### WORK TO COMPLETE
Reproduce the passage of the piece on counting from zero that runs from "But nothing bothers" up to and including "counting from zero.".

───── DOCUMENT

Ordinal counting consistently makes more sense when one includes a zeroeth element.

It bothers me that 2016 is in the 21st century and not the 20th one. If the calendar included 0 CE instead of jumping straight from 1 BCE to 1 CE, we would have zeroeth century, 2016 would be in the 20th century and the world would make a little more sense.

It bothers me that our clocks run from 1:00 to 12:00 instead of 00:00 to 11:00. If we introduced zero o’clock, each day would begin at a reasonable 00:00 instead of the clumsy 12:00 midnight.

But nothing bothers me more than the confusion in stairwells. No other situation begs quite as desperately for counting to begin at zero and to include negative numbers. Buildings are essentially vertical number lines.

However, unfamiliarity with the idea of counting from zero and discomfort with the word “zeroeth” means that zero masquerades behind letters like “G” for ground floor, or maybe “L” for lobby.     

Uneasiness with the idea of negative numbers means that negative floors hide behind names like “basement” and “lower lobby.” 

It doesn’t have to be this way. Changing signs and buttons on elevators is pretty cheap, but meaningful change demands the difficult work of opening minds to the intuitive magic of counting from zero.

Email your congressperson, city council member or ASUI representative. Fight for saner stairwells.

──────────
───── SUPPLIED DATA

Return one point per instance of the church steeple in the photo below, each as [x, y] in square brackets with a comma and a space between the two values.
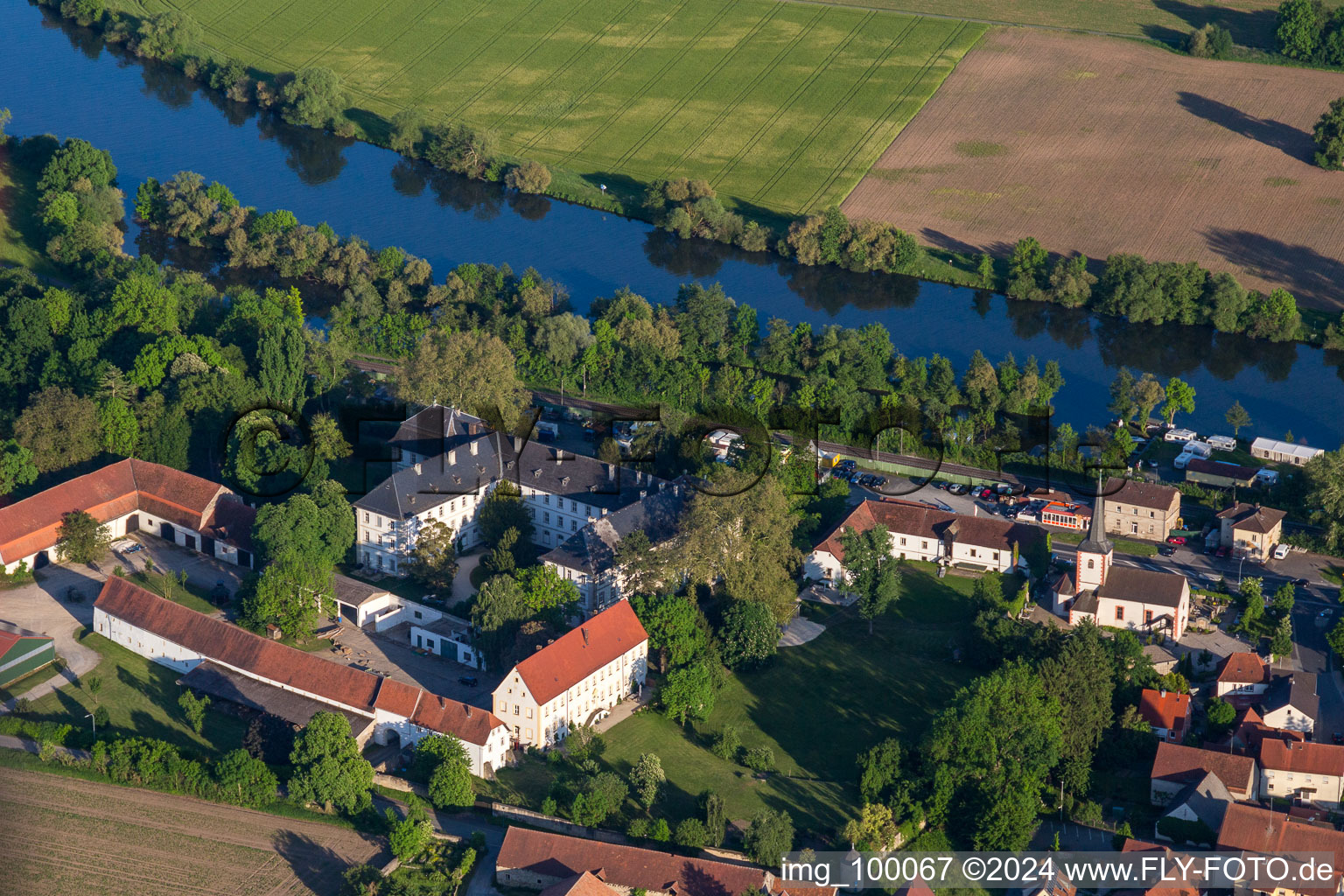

──────────

### OUTPUT FOR THIS TASK
But nothing bothers me more than the confusion in stairwells. No other situation begs quite as desperately for counting to begin at zero and to include negative numbers. Buildings are essentially vertical number lines.

However, unfamiliarity with the idea of counting from zero and discomfort with the word “zeroeth” means that zero masquerades behind letters like “G” for ground floor, or maybe “L” for lobby.     

Uneasiness with the idea of negative numbers means that negative floors hide behind names like “basement” and “lower lobby.” 

It doesn’t have to be this way. Changing signs and buttons on elevators is pretty cheap, but meaningful change demands the difficult work of opening minds to the intuitive magic of counting from zero.